= EXERCISE AIM =
Convert the records, from their start through the line that contains "positive clicks: (107, 83) (109, 84)", into a numbered list with blank lines omitted and the pictures left out.

= EXTRACTED ENTRIES =
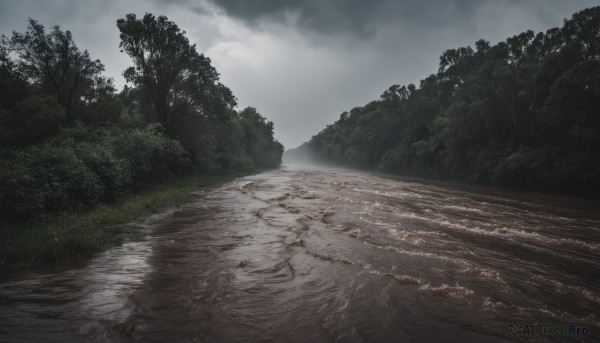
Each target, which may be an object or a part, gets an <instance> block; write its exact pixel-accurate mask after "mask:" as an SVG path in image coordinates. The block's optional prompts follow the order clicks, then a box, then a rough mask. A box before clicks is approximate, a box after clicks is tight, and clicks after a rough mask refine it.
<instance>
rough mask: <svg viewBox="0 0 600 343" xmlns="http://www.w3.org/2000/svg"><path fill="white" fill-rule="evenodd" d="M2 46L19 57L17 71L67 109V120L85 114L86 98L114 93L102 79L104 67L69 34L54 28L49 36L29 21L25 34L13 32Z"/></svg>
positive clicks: (107, 83) (109, 84)
mask: <svg viewBox="0 0 600 343" xmlns="http://www.w3.org/2000/svg"><path fill="white" fill-rule="evenodd" d="M2 40H3V42H4V44H3V45H5V46H6V47H7V50H8V51H9V52H11V53H14V54H15V55H16V61H15V70H16V72H17V73H18V74H19V76H20V77H21V78H23V79H24V80H26V81H28V82H29V83H30V84H31V85H33V86H34V87H35V88H37V89H38V90H39V91H41V92H42V93H44V94H47V95H50V96H52V97H54V99H55V100H56V102H58V103H59V104H60V105H61V106H63V107H64V108H65V113H66V116H67V118H69V119H74V118H76V117H77V116H78V115H80V114H81V113H82V112H83V111H81V110H80V109H79V107H80V106H81V105H82V106H85V101H84V100H83V99H84V98H88V99H89V98H90V97H92V94H94V93H96V92H99V91H100V92H112V91H114V88H113V86H112V80H111V79H108V78H105V77H103V76H102V75H101V72H102V71H104V66H103V65H102V63H100V60H92V59H91V58H90V55H89V53H88V52H87V50H84V51H83V52H82V51H80V50H79V48H78V47H77V45H76V44H75V42H74V41H73V36H72V34H71V32H70V31H62V30H61V29H60V27H59V26H54V27H53V28H52V31H51V32H50V33H46V30H45V28H44V26H43V25H41V24H39V23H38V22H37V21H35V20H33V19H31V18H29V26H28V27H27V31H26V32H25V33H18V32H13V34H12V37H11V38H10V39H8V38H7V37H5V36H2Z"/></svg>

= OUTPUT FOR THIS EXERCISE =
1. Each target, which may be an object or a part, gets an <instance> block; write its exact pixel-accurate mask after "mask:" as an SVG path in image coordinates. The block's optional prompts follow the order clicks, then a box, then a rough mask. A box before clicks is approximate, a box after clicks is tight, and clicks after a rough mask refine it.
2. <instance>
3. rough mask: <svg viewBox="0 0 600 343" xmlns="http://www.w3.org/2000/svg"><path fill="white" fill-rule="evenodd" d="M2 46L19 57L17 71L67 109V120L85 114L86 98L114 93L102 79L104 67L69 34L54 28L49 36L29 21L25 34L13 32Z"/></svg>
4. positive clicks: (107, 83) (109, 84)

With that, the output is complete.